# [WHAT THE TASK ASKS]
From the data that follows, copy every line holding the string "positive".

# [EXCERPTED DATA]
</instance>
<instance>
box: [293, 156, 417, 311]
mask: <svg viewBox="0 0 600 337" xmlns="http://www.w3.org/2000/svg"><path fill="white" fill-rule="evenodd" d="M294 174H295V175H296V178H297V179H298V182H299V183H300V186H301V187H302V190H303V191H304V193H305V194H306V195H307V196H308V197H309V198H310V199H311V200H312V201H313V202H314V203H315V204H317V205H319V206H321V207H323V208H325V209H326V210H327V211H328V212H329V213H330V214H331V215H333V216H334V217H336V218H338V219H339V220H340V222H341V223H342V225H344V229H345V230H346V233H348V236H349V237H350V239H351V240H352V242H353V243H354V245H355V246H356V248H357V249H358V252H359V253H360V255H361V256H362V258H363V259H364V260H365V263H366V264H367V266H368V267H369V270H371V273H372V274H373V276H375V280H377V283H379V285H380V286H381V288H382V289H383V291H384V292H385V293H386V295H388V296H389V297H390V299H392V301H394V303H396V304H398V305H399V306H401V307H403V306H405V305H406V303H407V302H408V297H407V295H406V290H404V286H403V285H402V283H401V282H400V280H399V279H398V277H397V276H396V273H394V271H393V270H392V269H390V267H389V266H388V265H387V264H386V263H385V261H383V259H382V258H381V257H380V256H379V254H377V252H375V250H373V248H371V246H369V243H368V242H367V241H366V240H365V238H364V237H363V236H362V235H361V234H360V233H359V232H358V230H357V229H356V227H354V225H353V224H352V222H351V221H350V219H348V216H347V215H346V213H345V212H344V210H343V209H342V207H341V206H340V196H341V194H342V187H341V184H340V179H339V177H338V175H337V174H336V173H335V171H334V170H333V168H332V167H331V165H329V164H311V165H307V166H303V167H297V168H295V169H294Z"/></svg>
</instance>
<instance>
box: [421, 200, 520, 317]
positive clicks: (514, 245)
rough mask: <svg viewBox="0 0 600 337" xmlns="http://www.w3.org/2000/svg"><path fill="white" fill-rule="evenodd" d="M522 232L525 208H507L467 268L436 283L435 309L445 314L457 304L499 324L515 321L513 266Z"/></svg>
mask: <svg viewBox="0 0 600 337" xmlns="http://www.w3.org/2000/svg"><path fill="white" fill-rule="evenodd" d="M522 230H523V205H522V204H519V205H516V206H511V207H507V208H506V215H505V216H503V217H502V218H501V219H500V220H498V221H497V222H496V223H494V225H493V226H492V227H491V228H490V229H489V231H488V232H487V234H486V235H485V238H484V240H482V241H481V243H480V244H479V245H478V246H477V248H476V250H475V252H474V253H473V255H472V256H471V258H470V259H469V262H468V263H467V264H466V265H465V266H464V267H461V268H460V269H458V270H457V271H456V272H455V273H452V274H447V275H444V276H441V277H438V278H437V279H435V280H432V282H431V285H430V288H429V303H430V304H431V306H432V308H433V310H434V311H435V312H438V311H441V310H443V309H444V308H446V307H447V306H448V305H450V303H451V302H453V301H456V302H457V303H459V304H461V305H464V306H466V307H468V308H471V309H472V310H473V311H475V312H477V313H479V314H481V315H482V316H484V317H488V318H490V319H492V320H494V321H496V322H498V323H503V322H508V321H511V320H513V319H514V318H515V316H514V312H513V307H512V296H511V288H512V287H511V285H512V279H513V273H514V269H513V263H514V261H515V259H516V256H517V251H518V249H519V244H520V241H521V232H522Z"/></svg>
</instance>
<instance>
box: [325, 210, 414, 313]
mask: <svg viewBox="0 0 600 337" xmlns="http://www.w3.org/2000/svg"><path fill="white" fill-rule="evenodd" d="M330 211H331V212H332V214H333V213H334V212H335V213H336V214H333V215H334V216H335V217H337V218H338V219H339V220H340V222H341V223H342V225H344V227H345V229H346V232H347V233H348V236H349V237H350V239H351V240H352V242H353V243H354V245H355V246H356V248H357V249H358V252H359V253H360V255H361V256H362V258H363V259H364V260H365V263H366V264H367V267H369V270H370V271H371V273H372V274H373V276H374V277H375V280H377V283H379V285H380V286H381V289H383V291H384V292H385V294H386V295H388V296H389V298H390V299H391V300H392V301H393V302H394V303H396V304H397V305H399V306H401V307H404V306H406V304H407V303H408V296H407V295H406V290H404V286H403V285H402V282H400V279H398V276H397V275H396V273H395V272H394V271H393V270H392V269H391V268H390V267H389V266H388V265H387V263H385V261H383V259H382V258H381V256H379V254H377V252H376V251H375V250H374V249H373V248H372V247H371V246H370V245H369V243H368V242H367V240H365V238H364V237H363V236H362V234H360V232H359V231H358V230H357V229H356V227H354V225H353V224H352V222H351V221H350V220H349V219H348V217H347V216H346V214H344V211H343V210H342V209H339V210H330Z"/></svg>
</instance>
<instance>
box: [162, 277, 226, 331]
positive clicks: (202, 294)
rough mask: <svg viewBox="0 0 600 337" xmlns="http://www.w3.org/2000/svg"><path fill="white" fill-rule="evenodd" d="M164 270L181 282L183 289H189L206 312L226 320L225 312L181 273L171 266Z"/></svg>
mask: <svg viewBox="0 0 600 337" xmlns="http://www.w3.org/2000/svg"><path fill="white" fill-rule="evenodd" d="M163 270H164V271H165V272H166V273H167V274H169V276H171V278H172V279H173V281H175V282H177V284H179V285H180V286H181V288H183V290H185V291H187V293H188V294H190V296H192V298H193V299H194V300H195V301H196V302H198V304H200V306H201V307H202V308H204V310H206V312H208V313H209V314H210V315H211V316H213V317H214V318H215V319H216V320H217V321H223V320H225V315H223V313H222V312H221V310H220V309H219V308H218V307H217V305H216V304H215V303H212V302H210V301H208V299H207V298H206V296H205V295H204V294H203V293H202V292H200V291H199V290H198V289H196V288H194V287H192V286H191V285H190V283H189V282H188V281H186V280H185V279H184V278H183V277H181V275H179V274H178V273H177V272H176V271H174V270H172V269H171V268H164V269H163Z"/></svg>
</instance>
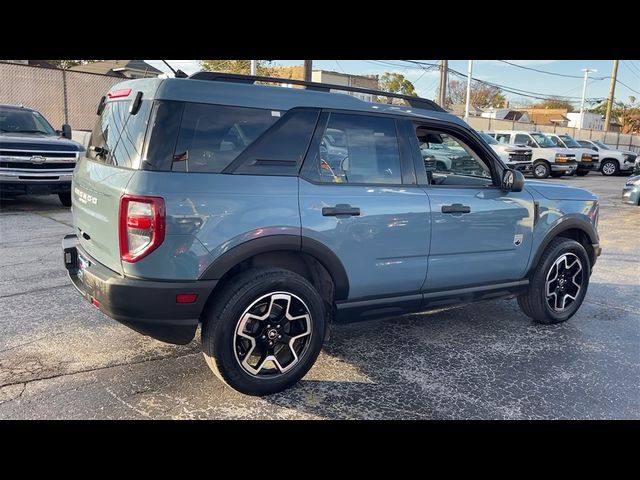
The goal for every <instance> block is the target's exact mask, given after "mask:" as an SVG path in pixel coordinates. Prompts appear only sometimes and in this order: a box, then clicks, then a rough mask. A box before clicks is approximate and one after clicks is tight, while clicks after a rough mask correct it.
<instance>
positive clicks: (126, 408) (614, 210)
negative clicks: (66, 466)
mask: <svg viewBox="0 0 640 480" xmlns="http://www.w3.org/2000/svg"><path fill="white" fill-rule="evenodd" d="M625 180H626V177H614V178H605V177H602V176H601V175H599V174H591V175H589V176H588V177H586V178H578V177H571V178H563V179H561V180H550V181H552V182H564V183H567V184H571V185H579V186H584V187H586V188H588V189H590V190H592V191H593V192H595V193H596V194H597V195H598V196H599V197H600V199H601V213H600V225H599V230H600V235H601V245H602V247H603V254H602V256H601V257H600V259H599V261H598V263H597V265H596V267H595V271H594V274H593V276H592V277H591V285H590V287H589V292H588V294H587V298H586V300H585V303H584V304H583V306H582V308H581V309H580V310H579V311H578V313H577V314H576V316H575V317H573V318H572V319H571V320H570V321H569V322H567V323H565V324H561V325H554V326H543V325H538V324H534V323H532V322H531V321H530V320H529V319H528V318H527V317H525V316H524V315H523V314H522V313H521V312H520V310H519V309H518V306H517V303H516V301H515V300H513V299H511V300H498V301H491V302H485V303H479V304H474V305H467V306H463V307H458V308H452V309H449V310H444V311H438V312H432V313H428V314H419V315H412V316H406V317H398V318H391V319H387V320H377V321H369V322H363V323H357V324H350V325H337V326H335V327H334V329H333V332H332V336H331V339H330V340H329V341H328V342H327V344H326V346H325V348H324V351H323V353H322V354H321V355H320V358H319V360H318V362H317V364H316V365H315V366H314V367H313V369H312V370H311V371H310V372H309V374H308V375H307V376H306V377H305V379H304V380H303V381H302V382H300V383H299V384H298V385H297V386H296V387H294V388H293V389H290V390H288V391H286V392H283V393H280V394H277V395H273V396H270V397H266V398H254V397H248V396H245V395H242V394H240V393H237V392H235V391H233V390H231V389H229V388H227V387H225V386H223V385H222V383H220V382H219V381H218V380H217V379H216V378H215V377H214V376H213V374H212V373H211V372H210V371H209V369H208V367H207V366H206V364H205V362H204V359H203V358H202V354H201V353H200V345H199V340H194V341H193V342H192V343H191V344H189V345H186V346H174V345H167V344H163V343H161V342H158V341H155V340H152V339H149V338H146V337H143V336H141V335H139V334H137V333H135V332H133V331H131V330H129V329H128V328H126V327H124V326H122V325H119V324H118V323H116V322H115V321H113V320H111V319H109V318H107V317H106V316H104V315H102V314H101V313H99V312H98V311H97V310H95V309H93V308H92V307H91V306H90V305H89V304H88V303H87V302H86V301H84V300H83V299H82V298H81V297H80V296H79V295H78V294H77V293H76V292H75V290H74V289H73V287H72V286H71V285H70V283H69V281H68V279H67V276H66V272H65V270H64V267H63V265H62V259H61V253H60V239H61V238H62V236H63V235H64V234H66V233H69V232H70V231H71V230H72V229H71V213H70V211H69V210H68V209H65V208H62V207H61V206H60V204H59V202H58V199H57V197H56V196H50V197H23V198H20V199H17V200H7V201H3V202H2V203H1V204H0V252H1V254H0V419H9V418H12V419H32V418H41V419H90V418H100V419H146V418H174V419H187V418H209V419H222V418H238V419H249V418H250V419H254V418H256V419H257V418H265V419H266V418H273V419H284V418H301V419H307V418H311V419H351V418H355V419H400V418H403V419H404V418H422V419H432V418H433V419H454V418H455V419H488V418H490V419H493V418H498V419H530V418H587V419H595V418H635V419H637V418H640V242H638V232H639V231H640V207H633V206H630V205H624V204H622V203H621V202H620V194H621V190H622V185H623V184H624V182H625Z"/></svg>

# [RESPONSE AREA]
positive clicks: (514, 245)
positive clicks: (202, 294)
positive clicks: (126, 408) (614, 210)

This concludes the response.